--- PASSAGE FOR REVIEW ---

What cutting-edge techniques or tools are you incorporating into your research to advance imageomics?

We are developing a variety of new Machine Learning (ML) methods focusing on image and multimodal analysis. We are particularly pushing the boundary in knowledge-guided machine learning (KGML)redesigning ML approaches as application-driven ML, adding the structured biological knowledge directly into the architecture of the ML models, resulting in not only better models but more interpretable and potentially explainable ones. Great examples of the types of models and tools that we are developing are the first ML foundation model for the Tree of Life, BioCLIPphylogeny-guided neural network models that allow phylogeny inference directly from images and generating hypotheses for ancestral species, developing interpretable ML, and developing workflows for processing large organism specimen collections.

 

What are the biggest challenges you face in this type of research?

Data infrastructure. 

AI runs on data. Imageomics runs on image data with a lot of other data modalities (text, geospatial, molecular) as meta data or context, and the domain knowledge as the guide. Current biological, particularly non-genomic, state of data is highly fractured, often inaccessible, disorganized, and most of it non-machine accessible. We need a unified (but decentralized) data infrastructure to enable biological research at scale.

 

What aspect of your work in imageomics excites you the most or has the greatest potential for scientific breakthroughs?

For the potential of AI in science to be truly realized, we must change the entire paradigm of the way we design, evaluate, and deploy AI and ML solutions. As argued in a wonderful recent piece by Rolnick et al., current ML culture needs to be changed for application-driven AI. Particularly, within scientific applications, domain-specific scientific knowledge and constraints need to become an integral part of the models that focus on the scientific ‘How? and Why’, rather than the current ‘Who/What? Where? When?’. 

Among the yet-to-be explored applications of AI in science I would put the following challenges at the top: novelty discovery, generation of testable hypotheses, and expanding the space of feasible solutions (just because a genome is realizable doesn’t mean it exists. Or does it?). Particularly in imageomics, AI, and more broadly computation, allows us to see and perceive the world from the perspective of different species, senses (hyperspectral), at different resolutions and acuities, quantifying traits we cannot even perceive. The promise of imageomics is making the invisible visible. Allow scientists to see more things more carefully. 

 

Collaboration is often key to innovative research. Who do you collaborate with, and how do they contribute to your work?

Many of the big challenges in science, engineering, and medicine are multidisciplinary and can only be addressed and met by a community of collaborating experts. Moreover, it is important to enable, support, educate, and grow the next generation of that community, from undergraduate to postdoctoral (and beyond) researchers. Whether as the director of the Imageomics Institute, of the AI and Biodiversity Change (ABC) Global Center, or of the Translational Data Analytics Institute at OSU, my focus is always on building and enabling the interdisciplinary research community. Specifically to the imageomics, which is a new and growing field of science, our core team includes ecologists, evolutionary biologists, biodiversity scientists, AI researchers, data scientists, statisticians, and education experts. The community has already grown to include biodiversity and wildlife managers, as well as digital agriculture, health and life science researchers, other computational and engineering scientists and professionals. Turns out, extracting information from (massive amount of) images automatically is an intuitive approach to understanding the world around us for any of its aspects. We continue to look and look carefully.

---

▶ **PROBLEM SET**:
- a) List every kind of specialist that the imageomics interview names as part of the core team.
- b) For each statement, say whether the imageomics interview agrees with it, and quote the words from the interview that decide it: (i) The core team includes statisticians. (ii) Most current non-genomic biological data is machine accessible. (iii) The interview calls for a centralized data infrastructure.
- c) Extract the part of the imageomics interview between "What aspect of" and "current ‘Who/What? Where? When?’.", inclusive.
The listing that follows is separate material and is not part of the interview.

--- ENTRIES SUPPLIED ---

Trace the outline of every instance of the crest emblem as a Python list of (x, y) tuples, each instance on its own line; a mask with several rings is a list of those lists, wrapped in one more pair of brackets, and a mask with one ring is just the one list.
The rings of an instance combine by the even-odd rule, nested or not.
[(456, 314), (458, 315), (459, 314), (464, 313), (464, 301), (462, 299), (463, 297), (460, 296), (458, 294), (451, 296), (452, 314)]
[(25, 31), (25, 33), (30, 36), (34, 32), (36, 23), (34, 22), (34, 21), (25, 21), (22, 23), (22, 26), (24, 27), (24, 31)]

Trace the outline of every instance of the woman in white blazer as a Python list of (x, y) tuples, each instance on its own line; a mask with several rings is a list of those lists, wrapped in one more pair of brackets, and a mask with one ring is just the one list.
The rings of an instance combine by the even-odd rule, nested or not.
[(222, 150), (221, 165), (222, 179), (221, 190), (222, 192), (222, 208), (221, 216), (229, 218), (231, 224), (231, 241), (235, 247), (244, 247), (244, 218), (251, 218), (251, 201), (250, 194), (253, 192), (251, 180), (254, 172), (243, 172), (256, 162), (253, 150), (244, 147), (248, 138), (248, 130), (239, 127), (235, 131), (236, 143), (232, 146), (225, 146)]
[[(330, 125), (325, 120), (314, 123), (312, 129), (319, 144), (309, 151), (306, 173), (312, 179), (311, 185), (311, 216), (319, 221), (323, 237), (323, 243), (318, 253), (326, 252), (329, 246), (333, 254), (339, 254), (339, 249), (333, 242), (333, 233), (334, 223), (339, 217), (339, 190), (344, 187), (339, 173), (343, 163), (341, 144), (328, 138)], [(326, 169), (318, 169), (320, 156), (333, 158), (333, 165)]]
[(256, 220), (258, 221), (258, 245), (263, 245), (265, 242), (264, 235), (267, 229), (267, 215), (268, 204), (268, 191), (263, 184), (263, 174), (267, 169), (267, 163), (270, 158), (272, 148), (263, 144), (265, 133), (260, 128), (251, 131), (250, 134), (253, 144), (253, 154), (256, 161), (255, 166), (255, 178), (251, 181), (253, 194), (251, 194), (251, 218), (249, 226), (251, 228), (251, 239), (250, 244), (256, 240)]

---

▶ **ANSWERS GIVEN**:
- a) Ecologists, evolutionary biologists, biodiversity scientists, AI researchers, data scientists, statisticians, and education experts.

- b)
(i) Yes: "our core team includes ecologists, evolutionary biologists, biodiversity scientists, AI researchers, data scientists, statisticians, and education experts."
(ii) No: "Current biological, particularly non-genomic, state of data is highly fractured, often inaccessible, disorganized, and most of it non-machine accessible."
(iii) No: "We need a unified (but decentralized) data infrastructure to enable biological research at scale."

- c)
What aspect of your work in imageomics excites you the most or has the greatest potential for scientific breakthroughs?

For the potential of AI in science to be truly realized, we must change the entire paradigm of the way we design, evaluate, and deploy AI and ML solutions. As argued in a wonderful recent piece by Rolnick et al., current ML culture needs to be changed for application-driven AI. Particularly, within scientific applications, domain-specific scientific knowledge and constraints need to become an integral part of the models that focus on the scientific ‘How? and Why’, rather than the current ‘Who/What? Where? When?’.